** START OF TEXT SEGMENT **

1. Field of the Invention
The present invention relates to a tone signal circuit for use in a device requiring tone detection, such as a circuit for realizing a tone squelch function, and a tone signal detection algorithm. The present invention also relates to a wireless receiver using the tone signal circuit or the tone signal detection algorithm.
2. Description of the Related Art
In analog wireless communications, a signal modulated by a sine wave having a specific frequency, in a range of 0 to 300 Hz outside a telephone voice frequency band (the signal will hereinafter be referred to as “tone modulated signal”) is generally used for identification of a transmitter or a receiver, etc. For example, in the United States, a communication scheme using the tone modulated signal is specified in TIA/EIA-603 (the scheme will hereinafter be referred to as “CTCSS”). An analog wireless communication unit currently used commonly has a so-called tone squelch function of accurately detecting by which of 51 types of tone frequencies a received CTCSS tone modulated signal is modulated, within 250 msec from start of receiving the tone modulated signal, and, if the detected tone frequency corresponds to a radio channel which is permitted to be received, enabling an output of audio signals (opening squelch), or, if the detected tone frequency corresponds to a radio channel which is not permitted to be received, disabling the audio output (closing the squelch). The TIA/EIA-603 further specifies a tone termination stop signal for directing stop of audio output (closing of opened squelch). The wireless communication unit accordingly has a function of, upon receiving the tone termination signal, immediately closing the squelch, i.e., stopping the audio output.
Nowadays, in a wireless communication unit, generally, a demodulated signal in a receiver is often digitized after being filtered by an anti-aliasing low-pass filter, and the obtained digital demodulated signal is subjected to a digital signal processing. In this way, the above tone squelch function is realized in the digital domain. For the digital signal processing, a microcontroller (hereinafter referred to as “MPU”), a digital signal processor (hereinafter referred to as “DSP”), a dedicated digital logic circuit, etc., are used. In these circuits, as frequency resolution in an algorithm for tone frequency detection becomes worse, it often becomes necessary to use a wider bit width computation. Further, as the algorithm becomes complex, it becomes necessary either to use a high-performance processor capable of computing at a high speed or to permit a longer calculation time. These undesirably lead to increases in cost and required power consumption of a digital circuit block necessary for the tone frequency detection, which is disadvantageous, particularly, for mobile wireless units.

** END OF TEXT SEGMENT **
** START OF RECORDS **

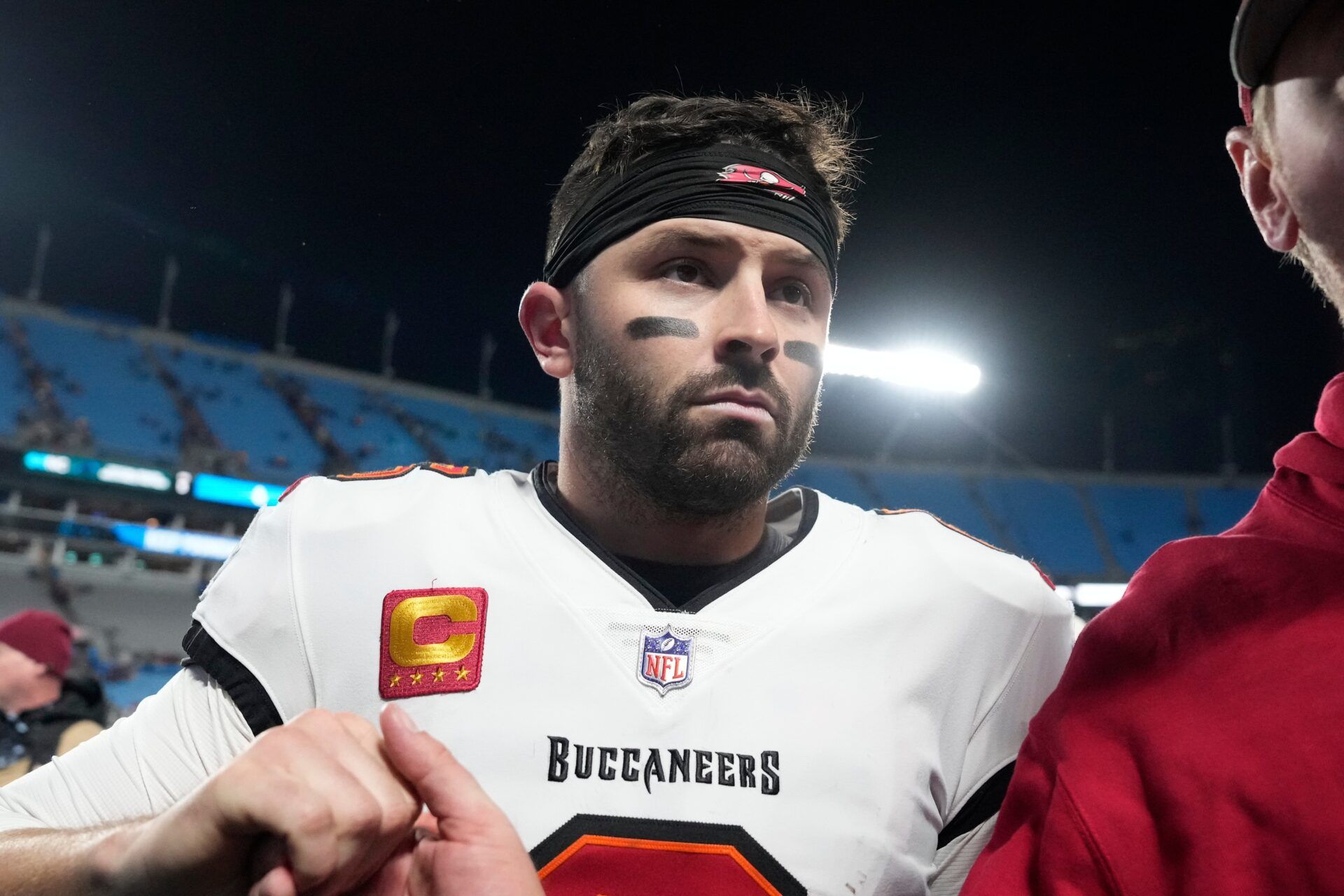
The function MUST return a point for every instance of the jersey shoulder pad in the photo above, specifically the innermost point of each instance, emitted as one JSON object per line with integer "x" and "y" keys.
{"x": 1006, "y": 556}
{"x": 942, "y": 523}
{"x": 451, "y": 470}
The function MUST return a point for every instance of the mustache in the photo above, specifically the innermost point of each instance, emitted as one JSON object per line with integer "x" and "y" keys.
{"x": 750, "y": 377}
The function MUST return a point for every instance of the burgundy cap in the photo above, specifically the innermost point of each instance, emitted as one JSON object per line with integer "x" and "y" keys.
{"x": 1261, "y": 27}
{"x": 43, "y": 636}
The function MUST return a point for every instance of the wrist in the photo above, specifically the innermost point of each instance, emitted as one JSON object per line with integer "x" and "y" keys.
{"x": 109, "y": 860}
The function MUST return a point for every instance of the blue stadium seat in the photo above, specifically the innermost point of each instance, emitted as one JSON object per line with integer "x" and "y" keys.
{"x": 1221, "y": 510}
{"x": 515, "y": 444}
{"x": 14, "y": 388}
{"x": 105, "y": 379}
{"x": 1046, "y": 523}
{"x": 359, "y": 425}
{"x": 1140, "y": 519}
{"x": 245, "y": 414}
{"x": 452, "y": 426}
{"x": 942, "y": 495}
{"x": 831, "y": 480}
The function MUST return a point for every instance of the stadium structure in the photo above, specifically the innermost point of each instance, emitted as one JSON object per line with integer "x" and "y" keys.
{"x": 134, "y": 458}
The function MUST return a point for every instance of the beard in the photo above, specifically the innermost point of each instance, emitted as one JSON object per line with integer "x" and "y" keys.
{"x": 1324, "y": 262}
{"x": 671, "y": 463}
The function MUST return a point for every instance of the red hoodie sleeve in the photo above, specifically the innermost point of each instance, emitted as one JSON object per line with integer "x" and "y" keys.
{"x": 1042, "y": 846}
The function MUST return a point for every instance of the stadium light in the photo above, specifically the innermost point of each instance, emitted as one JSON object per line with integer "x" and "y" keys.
{"x": 923, "y": 368}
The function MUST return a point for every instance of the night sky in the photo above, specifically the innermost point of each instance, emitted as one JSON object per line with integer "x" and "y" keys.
{"x": 1046, "y": 192}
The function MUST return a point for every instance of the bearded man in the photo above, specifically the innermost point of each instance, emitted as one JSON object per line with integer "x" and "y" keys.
{"x": 1193, "y": 745}
{"x": 666, "y": 681}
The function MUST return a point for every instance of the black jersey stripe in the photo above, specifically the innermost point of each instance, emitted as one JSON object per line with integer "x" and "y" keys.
{"x": 980, "y": 808}
{"x": 238, "y": 682}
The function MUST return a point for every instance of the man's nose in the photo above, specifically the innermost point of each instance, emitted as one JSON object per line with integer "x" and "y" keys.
{"x": 746, "y": 328}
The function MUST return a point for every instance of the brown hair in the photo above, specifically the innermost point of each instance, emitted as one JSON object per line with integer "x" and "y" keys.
{"x": 812, "y": 134}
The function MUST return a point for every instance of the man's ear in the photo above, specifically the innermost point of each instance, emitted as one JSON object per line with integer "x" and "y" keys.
{"x": 1264, "y": 191}
{"x": 543, "y": 315}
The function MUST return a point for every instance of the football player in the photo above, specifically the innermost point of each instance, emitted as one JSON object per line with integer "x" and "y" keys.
{"x": 666, "y": 681}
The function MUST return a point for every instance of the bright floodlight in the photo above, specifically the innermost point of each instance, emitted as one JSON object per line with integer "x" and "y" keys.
{"x": 923, "y": 368}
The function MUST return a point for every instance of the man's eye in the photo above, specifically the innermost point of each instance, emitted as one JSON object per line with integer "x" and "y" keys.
{"x": 685, "y": 272}
{"x": 794, "y": 293}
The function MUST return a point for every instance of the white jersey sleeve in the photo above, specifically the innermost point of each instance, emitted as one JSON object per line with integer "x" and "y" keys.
{"x": 246, "y": 629}
{"x": 1016, "y": 638}
{"x": 140, "y": 766}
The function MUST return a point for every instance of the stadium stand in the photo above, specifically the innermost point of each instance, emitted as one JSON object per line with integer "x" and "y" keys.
{"x": 942, "y": 495}
{"x": 1140, "y": 519}
{"x": 1044, "y": 522}
{"x": 104, "y": 378}
{"x": 359, "y": 424}
{"x": 139, "y": 396}
{"x": 245, "y": 414}
{"x": 14, "y": 390}
{"x": 1222, "y": 508}
{"x": 836, "y": 481}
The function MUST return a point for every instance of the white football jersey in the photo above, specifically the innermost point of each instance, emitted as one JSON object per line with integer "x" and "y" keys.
{"x": 819, "y": 724}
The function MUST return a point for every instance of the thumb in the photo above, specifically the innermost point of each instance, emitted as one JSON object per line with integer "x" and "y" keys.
{"x": 442, "y": 783}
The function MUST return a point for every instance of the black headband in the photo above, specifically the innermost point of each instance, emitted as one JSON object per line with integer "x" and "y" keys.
{"x": 721, "y": 183}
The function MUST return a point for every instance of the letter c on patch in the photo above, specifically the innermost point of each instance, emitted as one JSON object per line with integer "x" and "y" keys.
{"x": 456, "y": 608}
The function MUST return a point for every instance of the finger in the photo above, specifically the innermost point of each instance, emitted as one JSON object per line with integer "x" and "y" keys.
{"x": 268, "y": 856}
{"x": 448, "y": 789}
{"x": 277, "y": 881}
{"x": 371, "y": 809}
{"x": 292, "y": 809}
{"x": 369, "y": 763}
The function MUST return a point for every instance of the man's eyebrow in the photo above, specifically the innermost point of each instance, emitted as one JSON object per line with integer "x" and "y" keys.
{"x": 670, "y": 239}
{"x": 673, "y": 238}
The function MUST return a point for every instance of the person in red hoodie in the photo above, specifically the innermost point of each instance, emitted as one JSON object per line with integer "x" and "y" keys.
{"x": 1194, "y": 745}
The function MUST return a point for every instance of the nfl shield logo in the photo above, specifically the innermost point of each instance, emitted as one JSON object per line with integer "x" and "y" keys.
{"x": 666, "y": 662}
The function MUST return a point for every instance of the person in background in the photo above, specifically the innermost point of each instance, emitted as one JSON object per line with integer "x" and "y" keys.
{"x": 1193, "y": 745}
{"x": 42, "y": 713}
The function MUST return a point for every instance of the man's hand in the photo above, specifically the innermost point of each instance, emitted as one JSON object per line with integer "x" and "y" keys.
{"x": 468, "y": 846}
{"x": 311, "y": 808}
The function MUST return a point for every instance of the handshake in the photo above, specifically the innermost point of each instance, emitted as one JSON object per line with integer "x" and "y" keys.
{"x": 324, "y": 805}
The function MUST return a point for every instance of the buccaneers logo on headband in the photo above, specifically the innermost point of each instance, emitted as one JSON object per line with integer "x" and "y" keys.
{"x": 743, "y": 174}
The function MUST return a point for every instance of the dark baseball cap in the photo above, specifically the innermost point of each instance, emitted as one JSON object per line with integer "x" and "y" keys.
{"x": 1261, "y": 27}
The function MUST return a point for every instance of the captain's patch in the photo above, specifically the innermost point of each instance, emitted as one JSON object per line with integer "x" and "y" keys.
{"x": 433, "y": 640}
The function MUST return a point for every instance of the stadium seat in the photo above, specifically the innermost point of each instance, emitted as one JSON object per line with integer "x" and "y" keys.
{"x": 245, "y": 414}
{"x": 1221, "y": 510}
{"x": 105, "y": 379}
{"x": 1046, "y": 524}
{"x": 360, "y": 426}
{"x": 1140, "y": 519}
{"x": 942, "y": 495}
{"x": 454, "y": 429}
{"x": 517, "y": 444}
{"x": 835, "y": 481}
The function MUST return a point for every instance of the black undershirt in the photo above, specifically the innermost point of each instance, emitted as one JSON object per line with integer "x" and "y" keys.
{"x": 676, "y": 582}
{"x": 679, "y": 583}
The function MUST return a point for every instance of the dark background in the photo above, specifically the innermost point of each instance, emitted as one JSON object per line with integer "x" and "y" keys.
{"x": 1046, "y": 192}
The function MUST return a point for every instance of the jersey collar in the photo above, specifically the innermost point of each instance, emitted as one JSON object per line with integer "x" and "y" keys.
{"x": 796, "y": 510}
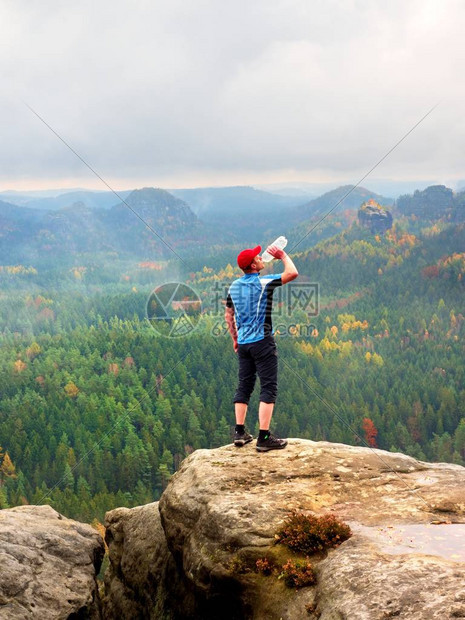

** END OF RECORDS **

→ SET TASK
The patent background on tone signal detection introduces several terms with "hereinafter referred to as" or "will hereinafter be referred to as." List each term it introduces this way, along with what it stands for. The entries are separate material and have no connection to the patent background on tone signal detection.

→ WORKED ANSWER
- "tone modulated signal": a signal modulated by a sine wave with a specific frequency in the range of 0 to 300 Hz, outside the telephone voice frequency band
- "CTCSS": the communication scheme using the tone modulated signal specified in TIA/EIA-603
- "MPU": a microcontroller
- "DSP": a digital signal processor